- [WHAT IS REQUIRED]
Look for the string "like" in the material below. Copy every line where you find it.

- [SUPPLIED DATA]
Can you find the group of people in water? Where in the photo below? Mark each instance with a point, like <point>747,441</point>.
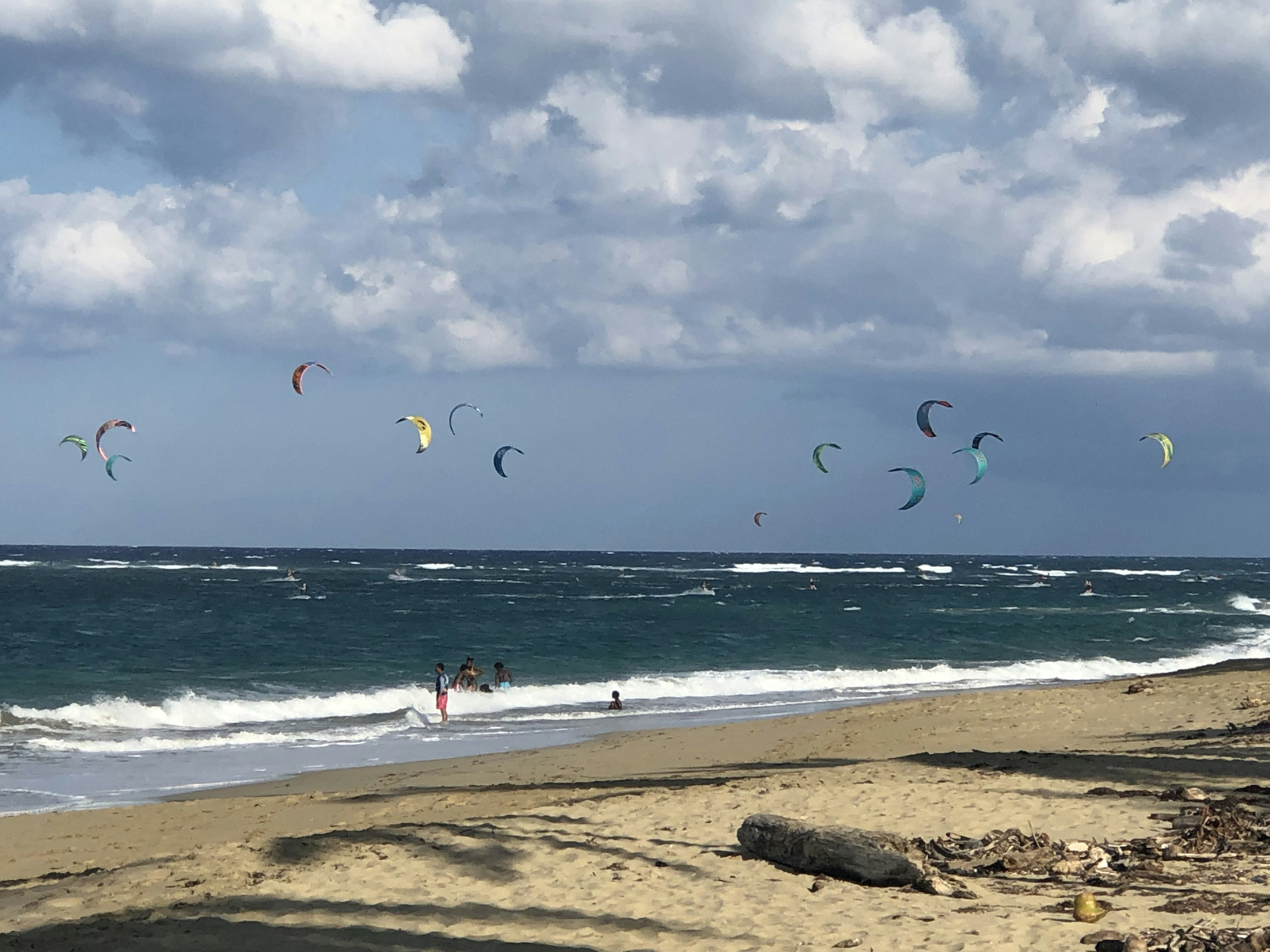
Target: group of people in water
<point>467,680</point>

---

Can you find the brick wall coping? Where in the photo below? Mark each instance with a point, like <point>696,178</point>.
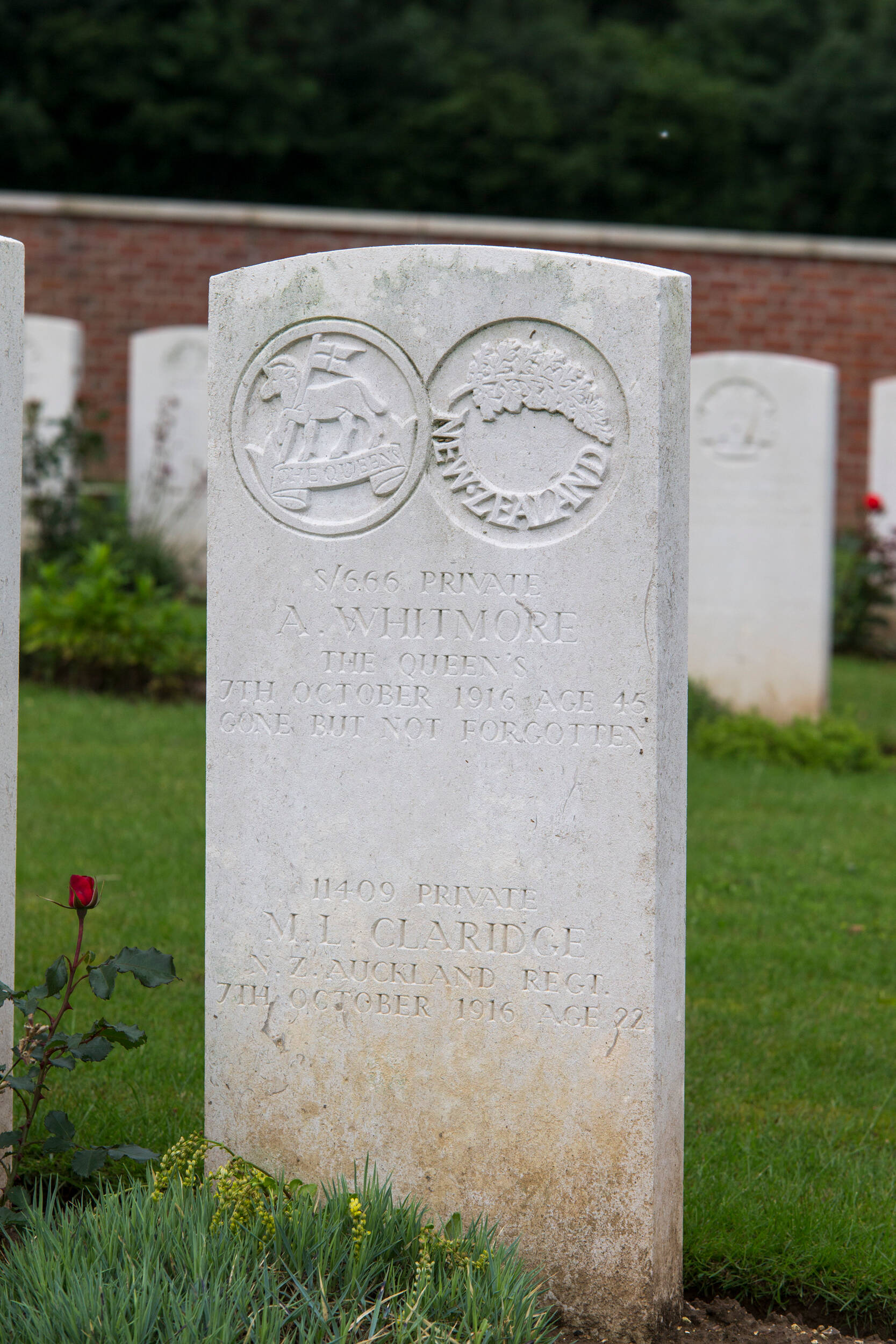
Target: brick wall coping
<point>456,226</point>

- [RESULT FOR THIS TASK]
Can you find the group of people in water? Where in the photo below? Mark each instance with a point, like <point>747,441</point>.
Can you find the brick wall coping? Where in the photo below? Mark each instance with a point, like <point>696,178</point>.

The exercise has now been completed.